[SELECTED TEXT]
2.03.2011

mogmail – JIStoSJIS converter

mogmail - JIStoSJIS変換

・character_converter.h

   1: // Copyright (c) 2011 Mog Project. All rights reserved.
   2:  
   3: #ifndef _MOG_UTIL_CHARACTER_CONVERTER_H_
   4: #define _MOG_UTIL_CHARACTER_CONVERTER_H_
   5: #pragma once
   6:  
   7: #include <string>
   8:  
   9: namespace mog {
  10: namespace util {
  11:  
  12: // A class manages character-code converting.

Object pointing dataset rows
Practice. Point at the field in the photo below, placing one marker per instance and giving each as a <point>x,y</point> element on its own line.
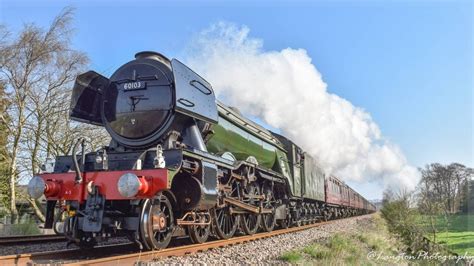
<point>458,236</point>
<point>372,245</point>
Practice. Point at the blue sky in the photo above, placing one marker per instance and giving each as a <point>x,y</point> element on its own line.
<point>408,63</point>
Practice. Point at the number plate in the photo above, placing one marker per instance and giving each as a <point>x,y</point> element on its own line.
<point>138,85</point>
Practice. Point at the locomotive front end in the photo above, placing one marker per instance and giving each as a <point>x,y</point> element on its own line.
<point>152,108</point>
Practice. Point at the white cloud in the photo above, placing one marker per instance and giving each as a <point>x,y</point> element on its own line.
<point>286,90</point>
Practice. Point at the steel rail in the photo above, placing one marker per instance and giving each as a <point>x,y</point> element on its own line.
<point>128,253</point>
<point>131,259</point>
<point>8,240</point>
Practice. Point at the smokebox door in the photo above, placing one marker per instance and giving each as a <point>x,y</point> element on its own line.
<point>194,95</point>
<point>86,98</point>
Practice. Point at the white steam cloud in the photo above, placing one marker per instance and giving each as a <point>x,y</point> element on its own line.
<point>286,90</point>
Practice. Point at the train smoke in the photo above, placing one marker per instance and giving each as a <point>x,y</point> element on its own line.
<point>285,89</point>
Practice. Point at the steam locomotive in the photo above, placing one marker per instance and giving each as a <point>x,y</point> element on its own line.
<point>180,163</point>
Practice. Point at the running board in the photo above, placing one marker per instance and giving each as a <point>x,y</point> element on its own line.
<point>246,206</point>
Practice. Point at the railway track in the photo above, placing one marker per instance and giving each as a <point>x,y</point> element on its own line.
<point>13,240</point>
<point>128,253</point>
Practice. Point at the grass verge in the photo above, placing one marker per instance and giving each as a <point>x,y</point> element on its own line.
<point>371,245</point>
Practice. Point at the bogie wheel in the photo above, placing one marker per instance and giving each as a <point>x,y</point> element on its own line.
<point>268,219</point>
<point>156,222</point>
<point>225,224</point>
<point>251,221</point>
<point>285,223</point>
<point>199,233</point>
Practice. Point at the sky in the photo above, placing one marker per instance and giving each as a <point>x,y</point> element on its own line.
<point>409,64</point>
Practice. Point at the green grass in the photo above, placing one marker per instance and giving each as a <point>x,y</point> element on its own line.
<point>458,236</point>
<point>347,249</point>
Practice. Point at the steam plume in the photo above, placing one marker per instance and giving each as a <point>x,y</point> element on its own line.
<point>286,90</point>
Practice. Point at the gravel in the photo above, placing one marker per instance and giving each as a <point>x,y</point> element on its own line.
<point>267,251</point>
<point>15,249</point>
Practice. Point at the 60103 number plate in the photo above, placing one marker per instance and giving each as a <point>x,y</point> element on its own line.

---

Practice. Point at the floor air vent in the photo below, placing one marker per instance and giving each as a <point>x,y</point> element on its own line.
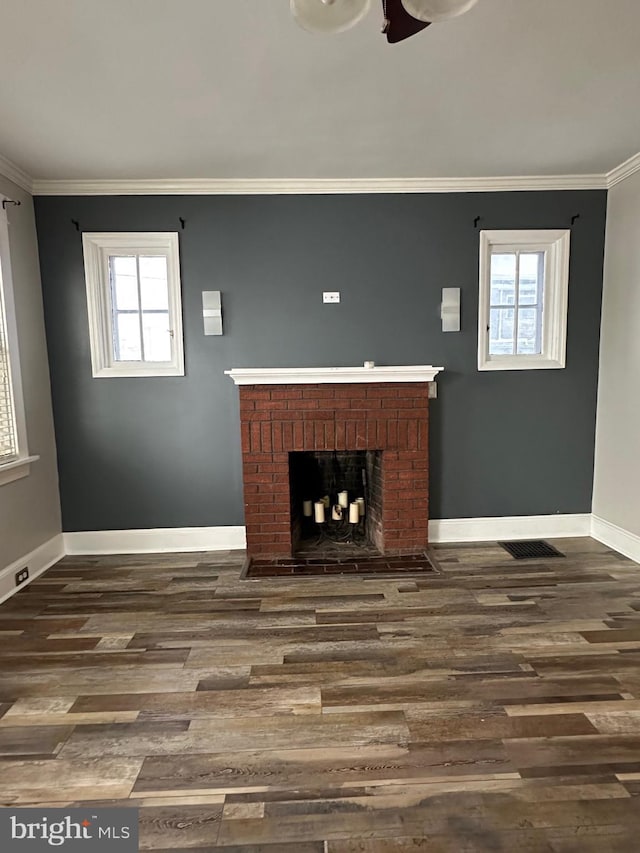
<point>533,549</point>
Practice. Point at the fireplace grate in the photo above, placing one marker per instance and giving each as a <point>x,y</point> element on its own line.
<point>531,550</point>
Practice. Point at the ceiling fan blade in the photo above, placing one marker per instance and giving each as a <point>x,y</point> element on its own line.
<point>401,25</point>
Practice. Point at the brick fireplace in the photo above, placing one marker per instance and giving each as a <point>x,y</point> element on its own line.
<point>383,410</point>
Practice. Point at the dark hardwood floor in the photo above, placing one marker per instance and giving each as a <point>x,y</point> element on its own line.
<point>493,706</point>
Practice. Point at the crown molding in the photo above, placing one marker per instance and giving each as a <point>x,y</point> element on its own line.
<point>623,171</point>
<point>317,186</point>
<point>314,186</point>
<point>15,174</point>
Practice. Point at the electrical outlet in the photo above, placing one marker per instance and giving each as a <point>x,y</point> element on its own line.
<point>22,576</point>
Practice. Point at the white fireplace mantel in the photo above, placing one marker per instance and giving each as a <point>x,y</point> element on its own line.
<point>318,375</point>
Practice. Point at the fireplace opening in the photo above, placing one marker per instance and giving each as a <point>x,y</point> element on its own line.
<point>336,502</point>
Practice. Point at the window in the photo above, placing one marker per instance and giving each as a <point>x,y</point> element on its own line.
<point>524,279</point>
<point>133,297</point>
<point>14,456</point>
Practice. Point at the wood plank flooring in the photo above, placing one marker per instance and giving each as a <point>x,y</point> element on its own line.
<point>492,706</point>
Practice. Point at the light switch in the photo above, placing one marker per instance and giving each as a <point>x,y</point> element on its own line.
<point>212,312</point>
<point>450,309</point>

[PROBLEM STATEMENT]
Can you echo the mogmail converter page above, from "1: // Copyright" up to and including "manages character-code converting."?

[IN RESPONSE]
1: // Copyright (c) 2011 Mog Project. All rights reserved.
   2:  
   3: #ifndef _MOG_UTIL_CHARACTER_CONVERTER_H_
   4: #define _MOG_UTIL_CHARACTER_CONVERTER_H_
   5: #pragma once
   6:  
   7: #include <string>
   8:  
   9: namespace mog {
  10: namespace util {
  11:  
  12: // A class manages character-code converting.